• **Exercise**
Each entry here is to be restated word for word.
----------------
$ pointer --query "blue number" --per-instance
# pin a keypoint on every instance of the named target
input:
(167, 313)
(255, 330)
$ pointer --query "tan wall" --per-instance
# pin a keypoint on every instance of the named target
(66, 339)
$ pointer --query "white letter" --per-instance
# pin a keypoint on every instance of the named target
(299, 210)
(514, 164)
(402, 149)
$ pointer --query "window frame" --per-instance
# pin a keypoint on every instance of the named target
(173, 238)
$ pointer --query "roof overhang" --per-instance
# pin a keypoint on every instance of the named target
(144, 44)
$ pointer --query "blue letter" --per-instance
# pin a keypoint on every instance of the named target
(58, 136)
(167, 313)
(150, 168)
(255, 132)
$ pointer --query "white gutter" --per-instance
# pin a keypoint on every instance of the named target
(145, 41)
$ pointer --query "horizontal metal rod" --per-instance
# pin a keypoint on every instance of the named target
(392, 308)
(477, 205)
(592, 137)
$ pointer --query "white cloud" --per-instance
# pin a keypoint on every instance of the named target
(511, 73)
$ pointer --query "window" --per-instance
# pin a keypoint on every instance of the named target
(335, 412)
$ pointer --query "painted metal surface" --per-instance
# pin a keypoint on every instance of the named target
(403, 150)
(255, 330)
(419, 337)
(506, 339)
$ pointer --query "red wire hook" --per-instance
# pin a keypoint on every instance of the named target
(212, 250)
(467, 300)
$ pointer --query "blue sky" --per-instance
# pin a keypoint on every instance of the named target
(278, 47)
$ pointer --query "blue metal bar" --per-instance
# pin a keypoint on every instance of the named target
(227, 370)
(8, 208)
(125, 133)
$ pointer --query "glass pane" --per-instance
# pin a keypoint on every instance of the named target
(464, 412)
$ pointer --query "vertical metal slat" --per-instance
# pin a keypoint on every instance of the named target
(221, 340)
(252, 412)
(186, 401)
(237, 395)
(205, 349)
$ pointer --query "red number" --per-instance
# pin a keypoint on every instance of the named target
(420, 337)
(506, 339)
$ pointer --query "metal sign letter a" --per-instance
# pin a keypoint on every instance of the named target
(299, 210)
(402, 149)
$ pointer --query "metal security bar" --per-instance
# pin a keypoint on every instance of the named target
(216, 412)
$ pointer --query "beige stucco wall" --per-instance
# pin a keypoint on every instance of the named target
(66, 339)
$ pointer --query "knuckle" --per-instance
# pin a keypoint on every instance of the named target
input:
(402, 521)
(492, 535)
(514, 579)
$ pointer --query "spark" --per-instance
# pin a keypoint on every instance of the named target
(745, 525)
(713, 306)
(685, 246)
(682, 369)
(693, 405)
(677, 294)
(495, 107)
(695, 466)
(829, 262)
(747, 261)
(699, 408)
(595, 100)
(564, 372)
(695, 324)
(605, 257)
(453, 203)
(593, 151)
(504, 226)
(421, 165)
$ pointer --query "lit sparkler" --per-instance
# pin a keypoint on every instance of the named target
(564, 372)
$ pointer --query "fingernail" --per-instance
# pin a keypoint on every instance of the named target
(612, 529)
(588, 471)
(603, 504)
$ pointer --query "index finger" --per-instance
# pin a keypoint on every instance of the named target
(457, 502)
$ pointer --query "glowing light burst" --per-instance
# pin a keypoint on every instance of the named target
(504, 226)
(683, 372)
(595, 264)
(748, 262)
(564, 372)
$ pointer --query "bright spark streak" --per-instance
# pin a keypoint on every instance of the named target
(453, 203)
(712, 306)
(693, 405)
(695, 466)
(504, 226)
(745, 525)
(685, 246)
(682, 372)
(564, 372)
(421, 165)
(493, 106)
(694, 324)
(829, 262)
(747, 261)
----------------
• **Final answer**
$ pointer --query "blue number" --per-instance
# pin a keypoint on every instance of the named target
input:
(167, 313)
(255, 330)
$ pointer --query "tan wall" --per-instance
# pin a keypoint on every instance of the named target
(66, 339)
$ pointer --query "white letter" --per-instance
# pin a keypoint on every instance of the named target
(299, 210)
(514, 164)
(402, 149)
$ pointer --query "window frame" --per-instance
# pin a keypoint on every instance of the named target
(173, 238)
$ pointer --query "roof overhang" --per-instance
# pin a keypoint on every instance of the named target
(144, 44)
$ pointer --query "blue letter" --per-instance
# pin a keypoint on every instance of the named target
(58, 136)
(167, 313)
(150, 168)
(255, 132)
$ pointer --query "white gutter" --per-instance
# pin a keypoint on every instance of the named target
(145, 41)
$ pointer --query "horizontal metal rod" --per-instance
# pin a keypoint on every instance of the named target
(392, 308)
(477, 205)
(592, 137)
$ pointer --query "white cloud" --per-instance
# pin a keypoint on every instance of the named target
(511, 73)
$ pointer --query "window" --per-instance
# pin a keypoint on every instance of the named target
(335, 412)
$ pointer --query "painted metal surface" --per-instance
# pin a keypoint on every instance of the named target
(403, 150)
(255, 330)
(419, 337)
(506, 339)
$ pointer --query "red wire hook" --per-instance
# pin a keypoint on every instance of the named target
(212, 250)
(467, 300)
$ pointer --query "blue sky" --per-instance
# pin a keypoint on every instance of the named target
(278, 47)
$ pointer --query "blue metal bar" --per-instance
# pin a keypoint on every instance of the named target
(227, 370)
(8, 208)
(125, 133)
$ pointer --query "glass pane" --per-instance
# pin a keypoint on every instance of the named target
(464, 412)
$ pointer --query "vertical metal slat" --per-instance
# pin a keypoint on every instance of the named target
(221, 340)
(252, 412)
(186, 401)
(237, 395)
(205, 349)
$ pointer --query "red number" --per-instance
# pin a keypoint on every instance of the named target
(420, 337)
(506, 339)
$ pointer --query "metal sign letter a" --per-instance
# pin a keypoint on every instance of the named target
(299, 210)
(402, 149)
$ pointer --query "metal security bar" --per-instance
# pin a keypoint on every instance of the named target
(216, 412)
$ pointer --query "beige stucco wall" --per-instance
# pin a keypoint on every instance of the named target
(66, 339)
$ pointer --query "knuckle" --per-instance
# pin a keypoint on every instance of the named target
input:
(402, 521)
(492, 535)
(514, 579)
$ pointer --query "spark" --per-instance
# pin a keypoint on every instance of the named target
(745, 525)
(713, 306)
(685, 246)
(682, 369)
(693, 405)
(677, 294)
(495, 107)
(695, 466)
(829, 262)
(747, 261)
(699, 408)
(595, 100)
(564, 372)
(695, 324)
(605, 257)
(453, 203)
(593, 151)
(504, 226)
(421, 165)
$ pointer --query "lit sparkler" --per-instance
# pin a keypoint on every instance of the named target
(564, 372)
$ pointer --query "fingernail" --per-instance
# pin a keypoint on every instance of the named target
(612, 529)
(588, 471)
(603, 504)
$ pointer --query "index finger" --per-instance
# pin a keypoint on every instance of the named target
(457, 502)
$ pointer --query "glowing light burst" --per-instance
# pin a keypoint on every instance of the named target
(504, 226)
(683, 372)
(595, 264)
(748, 262)
(564, 372)
$ pointer --query "bright spark streak" --per-instance
# pin a keypoint on every instance of the named target
(453, 203)
(712, 306)
(693, 405)
(695, 466)
(504, 226)
(745, 525)
(685, 246)
(682, 372)
(564, 372)
(421, 165)
(493, 106)
(694, 324)
(829, 262)
(747, 261)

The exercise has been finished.